■ What is needed ■
Whatever appears in the data below, copy it exactly.

── Data to examine

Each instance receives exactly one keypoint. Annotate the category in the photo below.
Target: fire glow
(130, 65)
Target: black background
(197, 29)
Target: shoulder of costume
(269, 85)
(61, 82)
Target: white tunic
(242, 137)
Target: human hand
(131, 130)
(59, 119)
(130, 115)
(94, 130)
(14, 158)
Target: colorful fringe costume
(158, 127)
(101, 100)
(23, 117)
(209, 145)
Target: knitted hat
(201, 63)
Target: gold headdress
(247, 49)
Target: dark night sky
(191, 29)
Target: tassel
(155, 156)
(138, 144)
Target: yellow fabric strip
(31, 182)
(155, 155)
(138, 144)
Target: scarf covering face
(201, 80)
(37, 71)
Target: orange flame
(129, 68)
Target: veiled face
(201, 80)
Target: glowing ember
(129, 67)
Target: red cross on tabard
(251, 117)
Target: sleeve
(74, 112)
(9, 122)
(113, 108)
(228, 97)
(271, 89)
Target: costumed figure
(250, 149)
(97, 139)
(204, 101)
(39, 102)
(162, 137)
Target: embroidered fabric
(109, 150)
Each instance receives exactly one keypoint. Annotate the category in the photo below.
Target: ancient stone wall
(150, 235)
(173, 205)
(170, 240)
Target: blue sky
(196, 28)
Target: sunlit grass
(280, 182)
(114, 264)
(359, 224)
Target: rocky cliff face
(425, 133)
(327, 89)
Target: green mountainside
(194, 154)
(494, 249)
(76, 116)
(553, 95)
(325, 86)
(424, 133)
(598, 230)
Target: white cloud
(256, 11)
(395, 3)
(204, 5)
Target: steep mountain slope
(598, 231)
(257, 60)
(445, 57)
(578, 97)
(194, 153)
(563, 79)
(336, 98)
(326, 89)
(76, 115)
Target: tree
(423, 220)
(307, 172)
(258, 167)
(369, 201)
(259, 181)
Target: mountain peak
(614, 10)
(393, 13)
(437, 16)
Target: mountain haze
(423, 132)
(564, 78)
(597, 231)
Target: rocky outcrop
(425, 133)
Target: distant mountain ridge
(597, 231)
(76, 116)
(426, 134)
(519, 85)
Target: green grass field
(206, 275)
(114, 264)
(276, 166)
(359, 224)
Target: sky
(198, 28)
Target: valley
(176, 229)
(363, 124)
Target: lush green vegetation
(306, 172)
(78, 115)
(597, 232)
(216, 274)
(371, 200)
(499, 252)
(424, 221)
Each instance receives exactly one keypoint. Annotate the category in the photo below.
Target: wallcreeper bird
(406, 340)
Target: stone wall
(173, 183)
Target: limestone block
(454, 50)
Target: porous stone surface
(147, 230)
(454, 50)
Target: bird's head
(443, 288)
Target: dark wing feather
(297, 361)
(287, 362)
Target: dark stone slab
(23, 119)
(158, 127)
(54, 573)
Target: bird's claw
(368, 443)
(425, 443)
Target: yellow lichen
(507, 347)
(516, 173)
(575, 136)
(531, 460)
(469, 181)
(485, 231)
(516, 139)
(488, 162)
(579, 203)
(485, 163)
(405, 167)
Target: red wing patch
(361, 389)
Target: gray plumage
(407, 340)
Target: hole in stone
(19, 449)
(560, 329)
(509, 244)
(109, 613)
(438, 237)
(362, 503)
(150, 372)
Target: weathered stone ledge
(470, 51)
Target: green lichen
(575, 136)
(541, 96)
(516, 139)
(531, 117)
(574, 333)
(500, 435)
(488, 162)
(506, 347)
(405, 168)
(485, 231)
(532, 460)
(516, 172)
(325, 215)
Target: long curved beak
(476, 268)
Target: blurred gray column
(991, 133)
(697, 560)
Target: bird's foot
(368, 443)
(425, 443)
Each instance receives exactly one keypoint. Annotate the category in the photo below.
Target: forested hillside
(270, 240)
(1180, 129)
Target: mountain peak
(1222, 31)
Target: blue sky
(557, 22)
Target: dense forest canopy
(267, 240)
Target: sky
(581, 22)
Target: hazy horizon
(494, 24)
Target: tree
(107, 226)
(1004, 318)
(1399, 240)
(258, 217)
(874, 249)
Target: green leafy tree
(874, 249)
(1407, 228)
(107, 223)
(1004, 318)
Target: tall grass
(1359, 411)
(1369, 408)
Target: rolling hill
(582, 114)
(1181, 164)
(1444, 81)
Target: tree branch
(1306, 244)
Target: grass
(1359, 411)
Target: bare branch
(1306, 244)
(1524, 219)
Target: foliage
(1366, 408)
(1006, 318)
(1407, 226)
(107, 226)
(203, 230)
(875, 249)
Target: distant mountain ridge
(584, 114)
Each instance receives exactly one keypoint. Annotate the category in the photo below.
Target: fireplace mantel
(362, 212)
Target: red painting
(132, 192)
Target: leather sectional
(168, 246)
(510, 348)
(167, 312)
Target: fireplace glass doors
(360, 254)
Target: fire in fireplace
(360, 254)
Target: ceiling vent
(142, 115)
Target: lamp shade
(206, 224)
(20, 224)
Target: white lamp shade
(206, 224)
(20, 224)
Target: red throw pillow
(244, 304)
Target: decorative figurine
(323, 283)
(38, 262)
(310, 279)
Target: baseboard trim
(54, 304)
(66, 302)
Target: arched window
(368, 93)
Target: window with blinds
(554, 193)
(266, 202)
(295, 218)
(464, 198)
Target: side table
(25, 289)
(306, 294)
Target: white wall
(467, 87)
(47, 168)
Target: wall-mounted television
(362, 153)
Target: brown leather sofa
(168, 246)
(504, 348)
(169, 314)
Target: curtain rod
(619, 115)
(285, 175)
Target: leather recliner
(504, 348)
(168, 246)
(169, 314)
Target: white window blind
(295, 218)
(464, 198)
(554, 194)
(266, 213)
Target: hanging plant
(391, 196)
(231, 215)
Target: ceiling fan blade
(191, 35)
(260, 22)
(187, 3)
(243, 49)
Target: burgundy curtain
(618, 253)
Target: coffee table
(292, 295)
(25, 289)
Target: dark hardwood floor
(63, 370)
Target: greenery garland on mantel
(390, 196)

────

■ Exercise output ■
Each instance receives exactly one keypoint. Annotate the category in the photo below.
Target: fire glow
(130, 65)
Target: black background
(197, 29)
Target: shoulder of costume
(269, 85)
(61, 82)
Target: white tunic
(242, 137)
Target: human hand
(131, 130)
(59, 119)
(130, 115)
(94, 130)
(14, 158)
Target: colorful fringe costume
(158, 127)
(101, 100)
(23, 117)
(209, 145)
Target: knitted hat
(201, 63)
Target: gold headdress
(247, 49)
Target: dark night sky
(191, 29)
Target: tassel
(155, 156)
(138, 144)
Target: yellow fabric strip
(31, 182)
(155, 155)
(138, 144)
Target: scarf covering face
(201, 80)
(37, 71)
Target: orange flame
(129, 68)
Target: veiled face
(201, 80)
Target: glowing ember
(129, 67)
Target: red cross on tabard
(251, 117)
Target: sleeve
(74, 112)
(9, 122)
(113, 108)
(228, 97)
(271, 89)
Target: costumed figure
(250, 149)
(97, 139)
(204, 101)
(39, 102)
(162, 137)
Target: embroidered fabric
(109, 150)
Each instance receives exactly one keypoint. Annotate the category in the photo below.
Target: ancient stone wall
(150, 235)
(173, 205)
(170, 240)
Target: blue sky
(196, 28)
Target: sunlit grass
(280, 182)
(114, 264)
(359, 224)
Target: rocky cliff face
(425, 133)
(327, 89)
Target: green mountainside
(194, 154)
(494, 249)
(76, 116)
(553, 95)
(325, 86)
(424, 133)
(598, 230)
Target: white cloud
(256, 11)
(395, 3)
(204, 5)
Target: steep mountain slope
(598, 231)
(257, 60)
(445, 57)
(578, 97)
(194, 153)
(563, 79)
(336, 98)
(326, 89)
(76, 115)
Target: tree
(423, 220)
(307, 172)
(258, 167)
(369, 201)
(259, 181)
Target: mountain peak
(614, 10)
(393, 13)
(437, 16)
Target: mountain haze
(423, 132)
(564, 78)
(597, 231)
Target: rocky outcrop
(425, 133)
Target: distant mountain ridge
(597, 231)
(76, 116)
(426, 134)
(519, 85)
Target: green grass field
(206, 275)
(114, 264)
(276, 166)
(359, 224)
Target: sky
(198, 28)
Target: valley
(176, 229)
(363, 124)
Target: lush green vegetation
(306, 172)
(78, 115)
(597, 232)
(216, 274)
(371, 200)
(499, 252)
(424, 221)
Each instance receives exactly one keypoint. Annotate the category in the photo below.
Target: wallcreeper bird
(406, 340)
Target: stone wall
(173, 183)
Target: limestone block
(454, 50)
Target: porous stone surface
(147, 230)
(454, 50)
Target: bird's head
(443, 288)
Target: dark wing feather
(297, 361)
(287, 362)
Target: dark stone slab
(23, 119)
(158, 127)
(54, 573)
Target: bird's claw
(368, 443)
(425, 443)
Target: yellow lichen
(507, 347)
(516, 173)
(575, 136)
(531, 460)
(469, 181)
(485, 231)
(516, 139)
(488, 162)
(579, 203)
(485, 163)
(405, 167)
Target: red wing patch
(361, 389)
Target: gray plumage
(407, 340)
Target: hole in stone
(19, 449)
(560, 329)
(509, 244)
(109, 613)
(438, 237)
(362, 503)
(150, 372)
Target: weathered stone ledge
(470, 51)
Target: green lichen
(575, 136)
(541, 96)
(516, 139)
(531, 117)
(574, 333)
(500, 435)
(488, 162)
(506, 347)
(405, 168)
(485, 231)
(532, 460)
(516, 172)
(325, 215)
Target: long curved beak
(476, 268)
Target: blurred gray column
(991, 133)
(697, 560)
Target: bird's foot
(368, 443)
(425, 443)
Each instance receives exactly one keypoint. Annotate the category in the photo below.
Target: forested hillside
(270, 240)
(1180, 129)
Target: mountain peak
(1222, 31)
Target: blue sky
(557, 22)
Target: dense forest canopy
(267, 240)
Target: sky
(581, 22)
Target: hazy horizon
(494, 24)
Target: tree
(107, 226)
(1004, 318)
(1399, 240)
(258, 217)
(874, 249)
Target: green leafy tree
(874, 249)
(1407, 228)
(107, 223)
(1004, 318)
Target: tall grass
(1359, 411)
(1369, 408)
Target: rolling hill
(582, 114)
(1181, 164)
(1444, 81)
Target: tree branch
(1306, 244)
Target: grass
(1359, 411)
Target: bare branch
(1306, 244)
(1524, 219)
Target: foliage
(1366, 408)
(1006, 318)
(1407, 226)
(107, 226)
(203, 230)
(875, 249)
Target: distant mountain ridge
(584, 114)
Each instance receives exactly one keypoint. Annotate the category in the photo below.
Target: fireplace mantel
(362, 212)
Target: red painting
(132, 192)
Target: leather sectional
(168, 246)
(510, 348)
(167, 312)
Target: fireplace glass doors
(360, 254)
Target: fire in fireplace
(360, 254)
Target: ceiling vent
(142, 115)
Target: lamp shade
(206, 224)
(20, 224)
Target: white lamp shade
(206, 224)
(20, 224)
Target: red throw pillow
(244, 304)
Target: decorative figurine
(323, 283)
(38, 262)
(310, 279)
Target: baseboard trim
(54, 304)
(66, 302)
Target: arched window
(368, 93)
Target: window with blinds
(554, 193)
(266, 202)
(295, 218)
(464, 198)
Target: side table
(25, 289)
(306, 294)
Target: white wall
(467, 87)
(47, 168)
Target: wall-mounted television
(362, 153)
Target: brown leather sofa
(168, 246)
(504, 348)
(169, 314)
Target: curtain rod
(619, 115)
(285, 175)
Target: leather recliner
(504, 348)
(168, 246)
(169, 314)
Target: white window blind
(295, 218)
(464, 198)
(554, 194)
(266, 213)
Target: hanging plant
(391, 196)
(231, 215)
Target: ceiling fan blade
(191, 35)
(260, 22)
(187, 3)
(243, 49)
Target: burgundy curtain
(618, 253)
Target: coffee table
(292, 295)
(25, 289)
Target: dark hardwood floor
(63, 370)
Target: greenery garland on mantel
(390, 196)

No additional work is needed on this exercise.